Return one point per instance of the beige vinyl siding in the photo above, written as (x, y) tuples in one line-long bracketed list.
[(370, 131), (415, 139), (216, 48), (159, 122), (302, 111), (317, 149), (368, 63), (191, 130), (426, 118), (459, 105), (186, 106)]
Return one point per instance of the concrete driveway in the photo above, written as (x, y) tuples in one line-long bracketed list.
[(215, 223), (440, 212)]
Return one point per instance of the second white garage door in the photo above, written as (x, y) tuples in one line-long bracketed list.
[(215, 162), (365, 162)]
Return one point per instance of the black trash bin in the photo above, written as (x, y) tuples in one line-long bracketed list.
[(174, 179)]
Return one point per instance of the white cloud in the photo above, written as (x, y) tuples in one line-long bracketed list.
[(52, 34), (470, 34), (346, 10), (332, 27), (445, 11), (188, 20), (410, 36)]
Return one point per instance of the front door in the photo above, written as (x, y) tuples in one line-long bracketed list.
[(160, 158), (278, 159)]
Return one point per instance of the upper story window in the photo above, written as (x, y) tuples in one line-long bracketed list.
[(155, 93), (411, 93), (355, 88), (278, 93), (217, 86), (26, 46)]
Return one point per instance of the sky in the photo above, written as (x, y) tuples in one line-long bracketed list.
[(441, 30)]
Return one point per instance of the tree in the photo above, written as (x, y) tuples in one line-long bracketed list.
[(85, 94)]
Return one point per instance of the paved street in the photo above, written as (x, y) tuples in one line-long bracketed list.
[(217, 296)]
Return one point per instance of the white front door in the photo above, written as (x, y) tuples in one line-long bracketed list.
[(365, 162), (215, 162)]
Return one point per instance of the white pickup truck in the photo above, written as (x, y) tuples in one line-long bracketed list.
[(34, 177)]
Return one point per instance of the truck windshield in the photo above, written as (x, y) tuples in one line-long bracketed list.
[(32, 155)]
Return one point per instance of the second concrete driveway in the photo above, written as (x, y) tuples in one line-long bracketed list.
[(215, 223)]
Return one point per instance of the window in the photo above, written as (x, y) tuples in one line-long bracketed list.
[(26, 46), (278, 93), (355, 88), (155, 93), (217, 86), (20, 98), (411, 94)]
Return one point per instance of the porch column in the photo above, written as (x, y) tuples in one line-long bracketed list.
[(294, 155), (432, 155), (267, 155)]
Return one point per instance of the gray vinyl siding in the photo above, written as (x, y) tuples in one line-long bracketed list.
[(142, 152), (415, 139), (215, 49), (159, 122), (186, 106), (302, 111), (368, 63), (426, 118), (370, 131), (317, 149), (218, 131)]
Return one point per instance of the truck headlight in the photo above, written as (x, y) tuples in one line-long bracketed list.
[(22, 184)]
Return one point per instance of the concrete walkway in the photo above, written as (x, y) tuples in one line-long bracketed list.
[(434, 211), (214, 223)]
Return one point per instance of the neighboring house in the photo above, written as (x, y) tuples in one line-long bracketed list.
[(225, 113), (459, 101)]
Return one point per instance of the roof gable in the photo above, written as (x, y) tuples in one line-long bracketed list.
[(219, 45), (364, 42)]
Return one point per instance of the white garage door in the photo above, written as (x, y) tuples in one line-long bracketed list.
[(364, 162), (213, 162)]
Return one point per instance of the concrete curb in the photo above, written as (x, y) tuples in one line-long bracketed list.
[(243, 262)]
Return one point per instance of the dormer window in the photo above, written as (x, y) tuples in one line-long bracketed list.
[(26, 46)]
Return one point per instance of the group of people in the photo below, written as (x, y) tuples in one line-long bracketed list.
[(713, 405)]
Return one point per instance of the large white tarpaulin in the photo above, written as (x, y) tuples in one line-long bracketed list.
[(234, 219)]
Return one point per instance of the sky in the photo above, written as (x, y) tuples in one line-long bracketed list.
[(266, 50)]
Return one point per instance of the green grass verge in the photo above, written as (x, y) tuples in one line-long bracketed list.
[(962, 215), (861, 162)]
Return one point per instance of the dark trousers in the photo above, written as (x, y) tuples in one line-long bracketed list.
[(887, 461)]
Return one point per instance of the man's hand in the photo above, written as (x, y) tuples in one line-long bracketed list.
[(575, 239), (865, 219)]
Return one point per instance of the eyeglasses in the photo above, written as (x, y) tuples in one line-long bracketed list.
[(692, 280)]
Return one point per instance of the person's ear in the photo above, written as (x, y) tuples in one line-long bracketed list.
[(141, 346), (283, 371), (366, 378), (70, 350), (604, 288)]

TASK:
Reproduce every row above word for word, changing nothing.

RESPONSE TO THE EXERCISE:
Return one point per instance of the beige vinyl siding in the photo above, written as (x, y) tuples in one line-long bracketed list.
[(370, 131), (415, 139), (216, 48), (159, 122), (302, 111), (317, 149), (368, 63), (191, 130), (426, 118), (459, 105), (186, 106)]
Return one point per instance of the concrete driveway in the photo above, written as (x, y) tuples in one line-long bracketed list.
[(215, 223), (440, 212)]
Return one point per instance of the second white garage door in the photo above, written as (x, y) tuples in one line-long bracketed list.
[(215, 162), (365, 162)]
Return one point per instance of the black trash bin in the photo above, written as (x, y) tuples in one line-long bracketed list.
[(174, 179)]
Return one point per instance of the white cloud in the photo above, written as (x, y) tuples in one line-long bracketed list.
[(52, 34), (470, 34), (346, 10), (332, 27), (445, 11), (188, 20), (410, 36)]
Return one point per instance of the front door in the photo above, written as (x, y) tuples in one line-long bracketed list.
[(160, 158), (278, 159)]
Return one point per instance of the upper story window in the photo above, written as (x, y) tuples in one line-long bracketed list.
[(155, 93), (411, 93), (355, 88), (278, 93), (217, 86), (26, 46)]
Return one point per instance of the sky in the photo above, written as (x, y) tuples in one line-long bracketed list.
[(441, 30)]
Return one point per instance of the tree in the photo above, written as (x, y) tuples in one line-long bracketed list.
[(85, 94)]
Return one point per instance of the paved street in the photo above, written as (x, y) tuples in one line-long bracketed list.
[(217, 296)]
Return one point per instance of the white front door in the photo above, written as (x, y) tuples in one line-long bracketed list.
[(365, 162), (215, 162)]
Return one point per instance of the white pickup truck in the photo above, written as (x, y) tuples in one line-long bracketed list.
[(34, 177)]
Return one point per instance of the truck windshield in the photo above, written as (x, y) tuples in one line-long bracketed list.
[(32, 155)]
Return one point per instance of the second concrete driveway in the photo above, written as (x, y) tuples in one line-long bracketed list.
[(215, 223)]
Return one point per instance of the window in the photo above, written as (x, y) tuples in one line-long bracketed list.
[(26, 46), (278, 93), (355, 88), (155, 93), (217, 86), (20, 98), (411, 94)]
Return one point per instance of the porch column in the photo above, written as (x, y) tuples in one line-long bracketed list.
[(294, 155), (432, 155), (267, 155)]
Return one point per instance of the gray vinyl siding in the photo above, written as (x, y) tuples in one line-long bracketed list.
[(142, 152), (415, 139), (215, 49), (159, 122), (186, 106), (302, 111), (368, 63), (426, 118), (370, 131), (317, 149), (218, 131)]
Return one point per instance of the truck headlight in the photo above, written as (x, y) tuples in one line-long bracketed list.
[(22, 184)]
Return one point per instance of the concrete walkway in the photo above, written as (x, y) tuples in one line-long bracketed list.
[(434, 211), (214, 223)]
Return one point per instance of the neighboring house in the photo above, written as (x, y) tuples in one line-long bracketed list.
[(225, 113), (459, 101)]
Return one point per instance of the roof gable in the photo above, written as (x, y) tuples in one line-long bracketed list.
[(219, 45), (364, 42)]
Return one point per instance of the white garage door in the photo above, written as (x, y) tuples in one line-long bracketed list.
[(364, 162), (213, 162)]
Return one point per instance of the concrete curb in the photo above, written as (x, y) tuples in one line-long bracketed list.
[(243, 262)]
Return one point per instance of the dormer window in the photo above, written as (x, y) tuples in one line-long bracketed list.
[(26, 46)]
Return one point per instance of the group of people in the photo below, written as (x, y) tuples in one line-long bracketed list.
[(713, 405)]
Return one point per instance of the large white tarpaulin in the photo above, written as (x, y) tuples in one line-long bracketed list.
[(234, 219)]
Return one point per instance of the sky in the photo above, written as (x, y) tuples in one line-long bracketed list.
[(266, 50)]
Return one point per instance of the green grass verge in the photo above, written as (x, y) tuples in one line-long bracketed list.
[(962, 215), (861, 162)]
Return one point per instance of the dark trousers in the photo above, written as (x, y) tuples in one line-long bracketed list.
[(887, 461)]
Return one point per instance of the man's hand in the photo above, written as (x, y) tuples in one line-long bracketed list.
[(575, 239), (865, 219)]
Return one point per instance of the eyeglasses in the photo above, written as (x, y) tuples in one line-long bracketed list.
[(692, 280)]
Return one point per instance of the person's ear in the photo above, written as (x, y) tuples in one line-long bracketed list.
[(141, 346), (283, 371), (366, 378), (70, 350), (604, 288)]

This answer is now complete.